→ **Written problem**
Reproduce the closing part of the entries exactly: the line with "of the house" and all lines after it, ending with the last line, and nothing else.

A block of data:
** Start **

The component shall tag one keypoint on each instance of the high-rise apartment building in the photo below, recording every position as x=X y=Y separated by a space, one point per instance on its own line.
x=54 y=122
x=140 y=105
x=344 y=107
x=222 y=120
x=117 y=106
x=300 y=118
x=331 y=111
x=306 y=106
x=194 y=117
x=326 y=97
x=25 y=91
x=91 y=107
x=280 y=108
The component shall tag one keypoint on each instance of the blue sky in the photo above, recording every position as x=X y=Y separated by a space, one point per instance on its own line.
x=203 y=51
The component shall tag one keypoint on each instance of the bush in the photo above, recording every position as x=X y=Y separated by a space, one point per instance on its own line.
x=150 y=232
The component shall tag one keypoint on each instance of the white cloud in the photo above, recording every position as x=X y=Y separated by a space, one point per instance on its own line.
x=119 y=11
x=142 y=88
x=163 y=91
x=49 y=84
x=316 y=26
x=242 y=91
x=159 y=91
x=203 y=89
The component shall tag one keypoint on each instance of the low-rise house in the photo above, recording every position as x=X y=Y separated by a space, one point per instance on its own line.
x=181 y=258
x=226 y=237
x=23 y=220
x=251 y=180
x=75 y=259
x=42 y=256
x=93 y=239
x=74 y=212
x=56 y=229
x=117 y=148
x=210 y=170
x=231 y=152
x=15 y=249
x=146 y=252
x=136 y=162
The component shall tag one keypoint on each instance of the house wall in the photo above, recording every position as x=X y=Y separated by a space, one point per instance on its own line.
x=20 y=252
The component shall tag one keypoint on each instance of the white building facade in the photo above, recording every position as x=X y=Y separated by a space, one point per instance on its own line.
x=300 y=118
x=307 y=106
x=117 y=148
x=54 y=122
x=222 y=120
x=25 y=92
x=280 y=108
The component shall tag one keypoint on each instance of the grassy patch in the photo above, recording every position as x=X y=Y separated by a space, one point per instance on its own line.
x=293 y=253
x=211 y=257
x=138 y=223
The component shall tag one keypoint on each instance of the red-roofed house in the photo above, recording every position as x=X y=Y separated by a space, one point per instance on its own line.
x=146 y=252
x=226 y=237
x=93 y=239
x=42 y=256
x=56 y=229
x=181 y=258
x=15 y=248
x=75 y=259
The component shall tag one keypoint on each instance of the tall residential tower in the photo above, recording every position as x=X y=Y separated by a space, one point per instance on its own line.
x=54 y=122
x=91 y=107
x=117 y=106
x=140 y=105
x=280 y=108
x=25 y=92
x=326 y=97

** End **

→ **Exercise output**
The component shall tag one keypoint on each instance of the house wall in the photo above, recording every position as x=X y=Y separated by a space, one point per instance on its own line.
x=20 y=252
The component shall tag one keypoint on each instance of the white building facade in the photo above, recording every position as x=X y=Y separated by a space, one point per instance on its own line.
x=300 y=118
x=307 y=106
x=117 y=148
x=54 y=122
x=222 y=120
x=25 y=92
x=280 y=108
The component shall tag one keypoint on each instance of the grassy patch in the photo above, recording every position as x=X y=Y separated by a space, one point per instance on its own line.
x=293 y=253
x=211 y=257
x=138 y=223
The component shall tag one keypoint on each instance of the red-roofed house in the photo above, recording every position as x=X y=Y separated by a space, one point per instance on its own line.
x=146 y=252
x=226 y=237
x=93 y=239
x=42 y=256
x=56 y=229
x=181 y=258
x=15 y=248
x=75 y=259
The component shall tag one keypoint on each instance of the tall residential tower in the photo above, recording every position as x=X y=Y separated by a space, one point per instance on its own line.
x=54 y=122
x=91 y=107
x=117 y=106
x=140 y=105
x=280 y=108
x=25 y=92
x=326 y=97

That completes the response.